____ PASSAGE SHOWN

Senate debates

Thursday, 18 November 2010

Committees

Senate Select Committee on Fuel and Energy; Report

6:32 pm

Photo of Ian MacdonaldIan Macdonald (Queensland, Liberal Party, Shadow Parliamentary Secretary for Northern and Remote Australia) Share this | Hansard source

In lauding the work of the Senate Select Committee on Fuel and Energy, Senator Cormann naturally, because he is full of humility, did not mention that that committee was very well chaired by none other than Senator Cormann. He was the driving force on the wide range of issues that that committee looked at. As Senator Cormann has said, the committee was always interested in the resource super profits tax, and the minerals resource rent tax which has followed it.

The committee looked at the impact a price on carbon, a carbon tax, would have. As a member of that committee I was delighted to hear before the election that the Prime Minister, Ms Gillard, ruled out categorically that there would be any carbon tax should Labor be re-elected to government. It took less than a month, after stitching up some dodgy deal with a couple of the Independents, for Ms Gillard to announce that, contrary to her pre-election promise, she was now considering a carbon tax.

________

GIVEN EXERCISE A:
List every line of the records that contains the string "train", matching case exactly.
The records are unrelated to the Senate speech.

____ SUPPLIED ENTRIES

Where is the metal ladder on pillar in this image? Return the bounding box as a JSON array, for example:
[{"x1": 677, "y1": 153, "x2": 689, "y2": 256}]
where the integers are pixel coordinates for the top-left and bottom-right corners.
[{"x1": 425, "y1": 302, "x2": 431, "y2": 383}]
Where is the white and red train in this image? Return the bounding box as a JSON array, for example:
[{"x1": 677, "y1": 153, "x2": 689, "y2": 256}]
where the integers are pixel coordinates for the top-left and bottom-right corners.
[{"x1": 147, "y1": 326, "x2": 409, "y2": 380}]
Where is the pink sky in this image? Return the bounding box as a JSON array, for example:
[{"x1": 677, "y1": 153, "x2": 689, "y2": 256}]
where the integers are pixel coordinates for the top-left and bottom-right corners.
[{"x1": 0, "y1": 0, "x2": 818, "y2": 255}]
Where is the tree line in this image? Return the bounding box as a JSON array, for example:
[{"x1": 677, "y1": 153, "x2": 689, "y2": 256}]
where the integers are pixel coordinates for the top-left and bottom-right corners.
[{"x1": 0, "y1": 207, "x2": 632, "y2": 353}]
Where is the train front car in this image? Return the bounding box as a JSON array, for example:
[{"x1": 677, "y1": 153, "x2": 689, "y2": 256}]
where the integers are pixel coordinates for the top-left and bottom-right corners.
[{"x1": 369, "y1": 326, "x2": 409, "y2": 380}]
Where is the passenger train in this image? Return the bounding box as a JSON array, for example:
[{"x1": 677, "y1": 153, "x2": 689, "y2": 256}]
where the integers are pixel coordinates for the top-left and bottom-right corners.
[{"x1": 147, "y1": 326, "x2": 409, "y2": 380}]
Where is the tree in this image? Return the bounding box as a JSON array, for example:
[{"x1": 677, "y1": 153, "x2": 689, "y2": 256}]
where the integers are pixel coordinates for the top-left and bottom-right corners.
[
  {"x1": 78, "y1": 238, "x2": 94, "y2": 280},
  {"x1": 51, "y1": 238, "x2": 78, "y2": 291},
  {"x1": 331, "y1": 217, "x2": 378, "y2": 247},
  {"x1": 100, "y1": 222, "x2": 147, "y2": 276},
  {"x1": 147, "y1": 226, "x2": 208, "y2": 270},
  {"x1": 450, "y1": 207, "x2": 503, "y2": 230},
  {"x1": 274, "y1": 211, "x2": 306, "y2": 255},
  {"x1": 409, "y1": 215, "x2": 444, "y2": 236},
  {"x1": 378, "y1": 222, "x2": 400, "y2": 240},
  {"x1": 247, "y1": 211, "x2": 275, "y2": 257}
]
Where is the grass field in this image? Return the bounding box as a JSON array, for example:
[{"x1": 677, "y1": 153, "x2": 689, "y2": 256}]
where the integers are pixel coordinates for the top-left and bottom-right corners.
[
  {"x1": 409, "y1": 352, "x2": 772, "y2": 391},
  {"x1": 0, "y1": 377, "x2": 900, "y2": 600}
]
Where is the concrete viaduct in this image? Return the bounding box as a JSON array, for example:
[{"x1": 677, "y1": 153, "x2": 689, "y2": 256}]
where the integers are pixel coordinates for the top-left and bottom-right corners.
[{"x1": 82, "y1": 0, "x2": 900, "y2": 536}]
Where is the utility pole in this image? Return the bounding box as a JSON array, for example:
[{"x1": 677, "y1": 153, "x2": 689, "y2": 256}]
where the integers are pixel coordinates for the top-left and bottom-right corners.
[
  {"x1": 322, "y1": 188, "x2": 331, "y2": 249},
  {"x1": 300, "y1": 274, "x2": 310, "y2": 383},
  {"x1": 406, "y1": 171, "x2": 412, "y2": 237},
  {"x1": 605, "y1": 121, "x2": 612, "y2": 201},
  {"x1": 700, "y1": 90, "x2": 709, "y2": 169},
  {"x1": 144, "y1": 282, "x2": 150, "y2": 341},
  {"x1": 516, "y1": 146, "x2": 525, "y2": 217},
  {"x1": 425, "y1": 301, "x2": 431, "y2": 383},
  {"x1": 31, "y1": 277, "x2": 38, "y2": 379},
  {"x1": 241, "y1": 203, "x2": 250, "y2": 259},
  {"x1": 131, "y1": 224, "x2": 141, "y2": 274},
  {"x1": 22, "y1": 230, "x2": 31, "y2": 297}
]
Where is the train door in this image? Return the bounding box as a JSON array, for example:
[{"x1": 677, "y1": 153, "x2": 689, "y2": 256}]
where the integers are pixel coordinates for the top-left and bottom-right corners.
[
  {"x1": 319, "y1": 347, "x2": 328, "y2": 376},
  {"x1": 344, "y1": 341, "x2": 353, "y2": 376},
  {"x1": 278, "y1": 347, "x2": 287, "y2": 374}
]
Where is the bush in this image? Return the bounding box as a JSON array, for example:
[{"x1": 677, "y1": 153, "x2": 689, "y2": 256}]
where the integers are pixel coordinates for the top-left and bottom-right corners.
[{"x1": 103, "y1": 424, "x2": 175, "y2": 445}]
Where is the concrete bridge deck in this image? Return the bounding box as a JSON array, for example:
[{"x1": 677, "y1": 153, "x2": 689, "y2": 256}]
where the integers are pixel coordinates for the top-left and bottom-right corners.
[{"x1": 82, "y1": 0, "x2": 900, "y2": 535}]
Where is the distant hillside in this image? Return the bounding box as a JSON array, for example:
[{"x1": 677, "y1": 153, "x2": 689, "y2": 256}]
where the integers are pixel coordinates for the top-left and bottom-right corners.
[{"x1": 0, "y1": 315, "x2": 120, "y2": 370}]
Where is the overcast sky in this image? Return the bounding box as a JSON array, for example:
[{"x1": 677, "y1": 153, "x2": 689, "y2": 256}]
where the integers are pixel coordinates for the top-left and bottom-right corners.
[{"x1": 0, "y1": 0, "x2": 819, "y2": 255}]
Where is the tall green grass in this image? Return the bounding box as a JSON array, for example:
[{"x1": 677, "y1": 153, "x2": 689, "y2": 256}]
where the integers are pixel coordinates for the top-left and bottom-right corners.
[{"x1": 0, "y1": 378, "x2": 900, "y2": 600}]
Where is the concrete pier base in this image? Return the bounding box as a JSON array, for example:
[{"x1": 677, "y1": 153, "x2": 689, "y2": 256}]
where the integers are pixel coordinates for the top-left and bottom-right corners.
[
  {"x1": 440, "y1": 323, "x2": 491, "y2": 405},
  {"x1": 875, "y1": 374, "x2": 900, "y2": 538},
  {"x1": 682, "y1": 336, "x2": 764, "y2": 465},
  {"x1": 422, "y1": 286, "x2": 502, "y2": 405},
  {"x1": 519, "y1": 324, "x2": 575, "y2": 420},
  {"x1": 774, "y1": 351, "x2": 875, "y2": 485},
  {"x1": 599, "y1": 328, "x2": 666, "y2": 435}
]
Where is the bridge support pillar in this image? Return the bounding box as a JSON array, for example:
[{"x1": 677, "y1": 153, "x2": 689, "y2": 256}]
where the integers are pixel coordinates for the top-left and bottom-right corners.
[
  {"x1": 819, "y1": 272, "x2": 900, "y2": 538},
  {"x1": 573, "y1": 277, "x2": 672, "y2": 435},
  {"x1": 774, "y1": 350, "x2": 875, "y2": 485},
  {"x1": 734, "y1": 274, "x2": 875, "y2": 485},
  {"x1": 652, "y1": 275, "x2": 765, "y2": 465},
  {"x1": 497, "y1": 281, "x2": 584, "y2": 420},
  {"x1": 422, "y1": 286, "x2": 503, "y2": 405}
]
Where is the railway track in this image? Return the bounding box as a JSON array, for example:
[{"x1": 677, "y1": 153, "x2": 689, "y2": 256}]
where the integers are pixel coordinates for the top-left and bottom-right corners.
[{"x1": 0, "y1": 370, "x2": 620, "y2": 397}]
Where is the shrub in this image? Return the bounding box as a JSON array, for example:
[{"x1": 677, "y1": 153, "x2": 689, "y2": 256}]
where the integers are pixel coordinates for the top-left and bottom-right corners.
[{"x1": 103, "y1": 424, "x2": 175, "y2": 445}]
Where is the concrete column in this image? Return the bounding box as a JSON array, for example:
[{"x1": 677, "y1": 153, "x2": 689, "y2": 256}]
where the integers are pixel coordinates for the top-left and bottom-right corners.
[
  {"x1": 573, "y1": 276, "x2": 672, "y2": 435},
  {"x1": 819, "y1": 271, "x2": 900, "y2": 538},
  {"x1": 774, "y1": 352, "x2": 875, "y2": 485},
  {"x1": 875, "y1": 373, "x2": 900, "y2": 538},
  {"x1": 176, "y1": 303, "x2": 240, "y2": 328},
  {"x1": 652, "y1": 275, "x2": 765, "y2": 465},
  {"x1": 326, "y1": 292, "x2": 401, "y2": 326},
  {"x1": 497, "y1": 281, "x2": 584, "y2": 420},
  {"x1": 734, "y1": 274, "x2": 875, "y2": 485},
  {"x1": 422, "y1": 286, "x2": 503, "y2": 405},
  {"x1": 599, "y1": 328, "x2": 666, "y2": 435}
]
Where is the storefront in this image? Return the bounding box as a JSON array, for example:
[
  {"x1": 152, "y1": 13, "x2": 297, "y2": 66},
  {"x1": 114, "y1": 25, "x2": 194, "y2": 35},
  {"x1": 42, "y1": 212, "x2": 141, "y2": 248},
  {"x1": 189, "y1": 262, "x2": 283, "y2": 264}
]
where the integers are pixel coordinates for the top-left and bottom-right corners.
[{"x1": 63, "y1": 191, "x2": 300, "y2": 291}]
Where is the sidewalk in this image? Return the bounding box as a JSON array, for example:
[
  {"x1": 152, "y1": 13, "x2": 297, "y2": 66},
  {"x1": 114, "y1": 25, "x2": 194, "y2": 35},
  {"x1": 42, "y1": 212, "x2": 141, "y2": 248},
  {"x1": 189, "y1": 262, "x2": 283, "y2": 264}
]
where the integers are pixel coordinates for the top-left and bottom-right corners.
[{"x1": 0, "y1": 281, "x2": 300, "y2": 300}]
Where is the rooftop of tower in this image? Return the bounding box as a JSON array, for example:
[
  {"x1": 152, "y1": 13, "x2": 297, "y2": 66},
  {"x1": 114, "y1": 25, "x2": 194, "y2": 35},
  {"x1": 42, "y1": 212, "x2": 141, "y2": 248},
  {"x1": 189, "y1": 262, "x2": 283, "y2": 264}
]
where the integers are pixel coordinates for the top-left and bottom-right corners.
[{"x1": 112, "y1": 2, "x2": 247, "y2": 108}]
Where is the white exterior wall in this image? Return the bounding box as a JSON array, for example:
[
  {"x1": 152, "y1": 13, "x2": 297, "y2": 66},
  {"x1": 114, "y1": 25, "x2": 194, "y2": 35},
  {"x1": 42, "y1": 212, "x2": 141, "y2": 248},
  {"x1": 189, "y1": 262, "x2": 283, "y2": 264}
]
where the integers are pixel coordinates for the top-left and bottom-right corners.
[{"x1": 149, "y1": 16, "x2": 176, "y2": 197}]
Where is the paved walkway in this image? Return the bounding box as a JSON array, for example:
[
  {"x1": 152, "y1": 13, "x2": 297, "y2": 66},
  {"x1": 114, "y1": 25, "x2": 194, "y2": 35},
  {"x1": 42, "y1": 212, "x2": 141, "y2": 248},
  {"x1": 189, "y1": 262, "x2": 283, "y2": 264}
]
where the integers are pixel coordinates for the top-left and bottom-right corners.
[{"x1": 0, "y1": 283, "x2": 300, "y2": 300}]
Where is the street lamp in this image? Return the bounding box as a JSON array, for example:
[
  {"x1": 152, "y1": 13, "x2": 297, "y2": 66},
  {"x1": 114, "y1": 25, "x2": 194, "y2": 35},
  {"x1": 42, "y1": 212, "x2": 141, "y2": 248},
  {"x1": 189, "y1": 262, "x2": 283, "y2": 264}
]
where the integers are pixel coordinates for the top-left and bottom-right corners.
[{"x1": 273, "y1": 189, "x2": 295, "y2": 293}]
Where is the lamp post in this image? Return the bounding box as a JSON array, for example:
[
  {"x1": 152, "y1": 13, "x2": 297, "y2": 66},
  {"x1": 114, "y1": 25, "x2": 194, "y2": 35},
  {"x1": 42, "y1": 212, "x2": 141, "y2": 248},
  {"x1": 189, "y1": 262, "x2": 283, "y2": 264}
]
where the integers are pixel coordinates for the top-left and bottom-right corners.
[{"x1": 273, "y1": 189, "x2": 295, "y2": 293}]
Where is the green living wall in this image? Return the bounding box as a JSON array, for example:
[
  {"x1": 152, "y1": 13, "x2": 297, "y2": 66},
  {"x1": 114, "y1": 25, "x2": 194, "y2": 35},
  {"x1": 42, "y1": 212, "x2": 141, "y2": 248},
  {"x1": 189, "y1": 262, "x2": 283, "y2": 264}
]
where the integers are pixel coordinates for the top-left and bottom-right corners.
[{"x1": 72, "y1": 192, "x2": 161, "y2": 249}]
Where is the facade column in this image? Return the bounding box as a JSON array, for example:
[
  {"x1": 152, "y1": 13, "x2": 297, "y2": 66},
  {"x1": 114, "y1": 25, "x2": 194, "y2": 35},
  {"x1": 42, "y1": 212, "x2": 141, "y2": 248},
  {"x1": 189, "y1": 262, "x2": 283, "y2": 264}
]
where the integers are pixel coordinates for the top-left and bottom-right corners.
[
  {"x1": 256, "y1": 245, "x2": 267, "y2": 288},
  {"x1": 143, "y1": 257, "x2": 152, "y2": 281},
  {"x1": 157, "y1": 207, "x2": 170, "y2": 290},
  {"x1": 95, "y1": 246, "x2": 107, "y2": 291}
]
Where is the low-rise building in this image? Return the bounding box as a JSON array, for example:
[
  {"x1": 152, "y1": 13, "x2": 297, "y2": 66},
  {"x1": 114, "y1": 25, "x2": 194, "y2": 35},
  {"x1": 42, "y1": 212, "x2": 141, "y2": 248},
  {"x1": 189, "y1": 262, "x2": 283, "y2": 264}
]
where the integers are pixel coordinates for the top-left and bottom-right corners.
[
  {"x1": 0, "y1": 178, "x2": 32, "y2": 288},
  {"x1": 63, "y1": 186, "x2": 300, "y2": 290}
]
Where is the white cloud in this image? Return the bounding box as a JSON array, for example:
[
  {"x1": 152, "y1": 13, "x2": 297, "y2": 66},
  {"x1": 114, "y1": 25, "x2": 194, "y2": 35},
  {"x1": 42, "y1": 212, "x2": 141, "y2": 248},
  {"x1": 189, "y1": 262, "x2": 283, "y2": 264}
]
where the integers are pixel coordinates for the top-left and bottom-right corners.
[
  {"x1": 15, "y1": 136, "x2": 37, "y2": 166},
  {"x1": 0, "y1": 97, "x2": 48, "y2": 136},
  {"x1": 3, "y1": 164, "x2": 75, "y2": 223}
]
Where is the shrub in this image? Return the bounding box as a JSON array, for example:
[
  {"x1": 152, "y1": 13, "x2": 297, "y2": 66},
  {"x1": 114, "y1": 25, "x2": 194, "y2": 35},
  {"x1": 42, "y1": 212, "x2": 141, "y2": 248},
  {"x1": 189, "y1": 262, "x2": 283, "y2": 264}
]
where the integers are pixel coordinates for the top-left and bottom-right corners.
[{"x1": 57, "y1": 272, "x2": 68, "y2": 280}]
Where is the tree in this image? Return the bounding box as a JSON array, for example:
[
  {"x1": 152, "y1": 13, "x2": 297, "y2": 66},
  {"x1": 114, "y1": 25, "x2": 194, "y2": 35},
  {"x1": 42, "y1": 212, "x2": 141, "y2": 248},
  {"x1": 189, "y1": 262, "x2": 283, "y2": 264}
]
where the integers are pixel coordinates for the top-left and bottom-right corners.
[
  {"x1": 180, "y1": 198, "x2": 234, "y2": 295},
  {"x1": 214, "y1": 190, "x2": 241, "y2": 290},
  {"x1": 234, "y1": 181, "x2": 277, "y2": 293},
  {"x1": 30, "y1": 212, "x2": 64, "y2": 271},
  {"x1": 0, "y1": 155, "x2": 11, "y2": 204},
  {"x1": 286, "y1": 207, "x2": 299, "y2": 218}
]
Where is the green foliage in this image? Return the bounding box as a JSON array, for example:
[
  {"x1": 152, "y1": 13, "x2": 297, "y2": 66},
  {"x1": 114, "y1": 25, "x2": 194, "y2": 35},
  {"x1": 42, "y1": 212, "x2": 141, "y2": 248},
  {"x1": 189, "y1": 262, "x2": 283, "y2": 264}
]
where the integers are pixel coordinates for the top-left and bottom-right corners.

________

GIVEN EXERCISE B:
Pick up the Senate speech on the fuel and energy committee report where it stops, and write its next few sentences.

OUTPUT A:
Where is the white and red train in this image? Return the bounding box as a JSON array, for example:
Where is the train front car in this image? Return the bounding box as a JSON array, for example:
Where is the passenger train in this image? Return the bounding box as a JSON array, for example:
Where is the train door in this image? Return the bounding box as a JSON array, for example:

OUTPUT B:
The fuel and energy committee looked at the impact that things like the resource super profits tax, the mining resource rent tax and a carbon tax would have on people, particularly those in the north of Australia—in the north of Queensland and the north of Western Australia—who produce most of the wealth of this country, the wealth that keeps us all, no matter where we live, enjoying the sort of lifestyle we have in this country. Ms Gillard and Mr Swan failed to understand the number of workers whose jobs depend on a buoyant and profitable mining industry—not only the workers directly involved but those employed by all of the support businesses that make up a substantial part of communities like Rockhampton, Gladstone, Mackay, Townsville, Mount Isa, Darwin and across the Pilbara. It surprises me that my colleagues sitting opposite in this chamber, most of whom came to this chamber from the union movement, have not lifted one finger to support their members, who are the people who would be most affected by the introduction of these taxes that Mr Swan seems so keen to introduce.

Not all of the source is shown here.